§ **提供された文章**
%%

Bluetooth6.0の登場とオーディオとの関係性

Bluetoothのあらたなコア規格、Bluetooth6.0がBluetooth SIGから発表されました。
https://www.bluetooth.com/core-specification-6-feature-overview/

一番的には新機能であるBluetooth Channel Soundingという機能で高精度な距離測定ができるということが主たる改良点です。
以前は経路損失計算(RSSI)という受信強度を測る方法で距離を測定していましたが、環境(壁や反射など)要因などによって精度が確保できませんでした。それが今回の新しいBluetooth Channel Soundingでは位相差の測定と送受信の時間計算を合わせることでより精度の向上を果たしました。これは最近Bluetoothが力を入れている物量管理にも関係していると考えられます。
またオーディオ的にはFind My機能の精度向上により紛失イヤホンが見つけやすくなるでしょう。

今回の6.0でオーディオ的に大きなものは、Isochronous Adaptation Layer (ISOAL) の改良によって、より低遅延でオーディオが送ることができるということが挙げられます。Isochronous(アイソクロナス)は時間優先で送信するモードで、これはLE Audioのコアスペックでの核になる機能です。正確に送るよりも時間通りに送ることを優先するという意味で、オーディオデータの送信に向いています。ちなみにLE Audioでは双方向の通信がなされますが、Auracast(ブロードキャスト)では一方向になります。
ISOALはアイソクロナスデータ(つまりオーディオデータ)の形式やタイミングを調整するための層です。Bluetooth 6.0ではISOALの改良として「セグメント化されていないフレーミングモード」という新しいモードが追加されたことにより、データのセグメント化(分割)の時間を省略することにより、低遅延を図っています。

それとFrame Spaceの改良もオーディオに関連します。
Frame SpaceはLE Audioにおいて隣接するパケットの送信を分ける時間のことです。Bluetooth 6.0ではデバイスに応じてこの間隔を調整することが可能となりました。つまりより高性能なイヤホンならばより短い間隔で送れるので、リアルタイム性が向上します。レイテンシーも関係するかもしれませんが、音声通話品質の向上になるかもしれません。また電力消費も減少します。

%%

§ **従う指示**
上のBluetooth 6.0の文章のうち、「Bluetoothのあらたな」を含む語句で始まり「それとFrame Spaceの改良もオーディオに関連します。」で終わる部分を、一字一句変えずに書き写してください。

§ **保存データ**
%%

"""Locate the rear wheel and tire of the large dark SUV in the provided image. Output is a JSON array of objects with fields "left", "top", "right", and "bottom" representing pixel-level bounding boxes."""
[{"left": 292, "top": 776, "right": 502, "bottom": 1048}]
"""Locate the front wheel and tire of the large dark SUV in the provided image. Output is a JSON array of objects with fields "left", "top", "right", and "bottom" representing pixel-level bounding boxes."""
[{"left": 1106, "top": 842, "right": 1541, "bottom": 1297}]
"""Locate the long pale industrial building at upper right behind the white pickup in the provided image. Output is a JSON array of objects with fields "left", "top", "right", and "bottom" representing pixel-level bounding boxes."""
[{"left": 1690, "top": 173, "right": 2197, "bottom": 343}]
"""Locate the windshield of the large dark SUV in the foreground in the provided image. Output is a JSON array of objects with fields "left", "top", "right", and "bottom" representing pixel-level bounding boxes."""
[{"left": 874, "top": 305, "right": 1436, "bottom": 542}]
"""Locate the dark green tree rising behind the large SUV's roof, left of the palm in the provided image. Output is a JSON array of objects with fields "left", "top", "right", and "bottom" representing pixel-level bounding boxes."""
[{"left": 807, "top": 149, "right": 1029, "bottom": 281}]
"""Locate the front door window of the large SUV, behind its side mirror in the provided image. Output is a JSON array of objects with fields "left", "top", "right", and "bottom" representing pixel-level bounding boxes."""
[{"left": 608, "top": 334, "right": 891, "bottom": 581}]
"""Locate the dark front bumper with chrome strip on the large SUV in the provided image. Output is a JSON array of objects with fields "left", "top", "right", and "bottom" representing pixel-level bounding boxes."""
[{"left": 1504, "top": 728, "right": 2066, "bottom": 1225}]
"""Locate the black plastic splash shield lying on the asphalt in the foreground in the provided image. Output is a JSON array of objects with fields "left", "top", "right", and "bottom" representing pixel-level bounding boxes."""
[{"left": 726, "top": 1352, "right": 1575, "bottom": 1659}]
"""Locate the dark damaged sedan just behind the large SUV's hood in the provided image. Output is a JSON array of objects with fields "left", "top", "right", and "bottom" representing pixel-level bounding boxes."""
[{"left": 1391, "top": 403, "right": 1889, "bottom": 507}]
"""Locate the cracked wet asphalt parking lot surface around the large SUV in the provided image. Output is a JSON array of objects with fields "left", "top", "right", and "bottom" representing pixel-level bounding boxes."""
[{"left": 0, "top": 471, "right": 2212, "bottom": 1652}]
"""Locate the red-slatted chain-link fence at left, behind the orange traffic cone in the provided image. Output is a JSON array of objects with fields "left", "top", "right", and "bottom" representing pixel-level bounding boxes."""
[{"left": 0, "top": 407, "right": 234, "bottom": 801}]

%%

§ **演習の解答**
Bluetoothのあらたなコア規格、Bluetooth6.0がBluetooth SIGから発表されました。
https://www.bluetooth.com/core-specification-6-feature-overview/

一番的には新機能であるBluetooth Channel Soundingという機能で高精度な距離測定ができるということが主たる改良点です。
以前は経路損失計算(RSSI)という受信強度を測る方法で距離を測定していましたが、環境(壁や反射など)要因などによって精度が確保できませんでした。それが今回の新しいBluetooth Channel Soundingでは位相差の測定と送受信の時間計算を合わせることでより精度の向上を果たしました。これは最近Bluetoothが力を入れている物量管理にも関係していると考えられます。
またオーディオ的にはFind My機能の精度向上により紛失イヤホンが見つけやすくなるでしょう。

今回の6.0でオーディオ的に大きなものは、Isochronous Adaptation Layer (ISOAL) の改良によって、より低遅延でオーディオが送ることができるということが挙げられます。Isochronous(アイソクロナス)は時間優先で送信するモードで、これはLE Audioのコアスペックでの核になる機能です。正確に送るよりも時間通りに送ることを優先するという意味で、オーディオデータの送信に向いています。ちなみにLE Audioでは双方向の通信がなされますが、Auracast(ブロードキャスト)では一方向になります。
ISOALはアイソクロナスデータ(つまりオーディオデータ)の形式やタイミングを調整するための層です。Bluetooth 6.0ではISOALの改良として「セグメント化されていないフレーミングモード」という新しいモードが追加されたことにより、データのセグメント化(分割)の時間を省略することにより、低遅延を図っています。

それとFrame Spaceの改良もオーディオに関連します。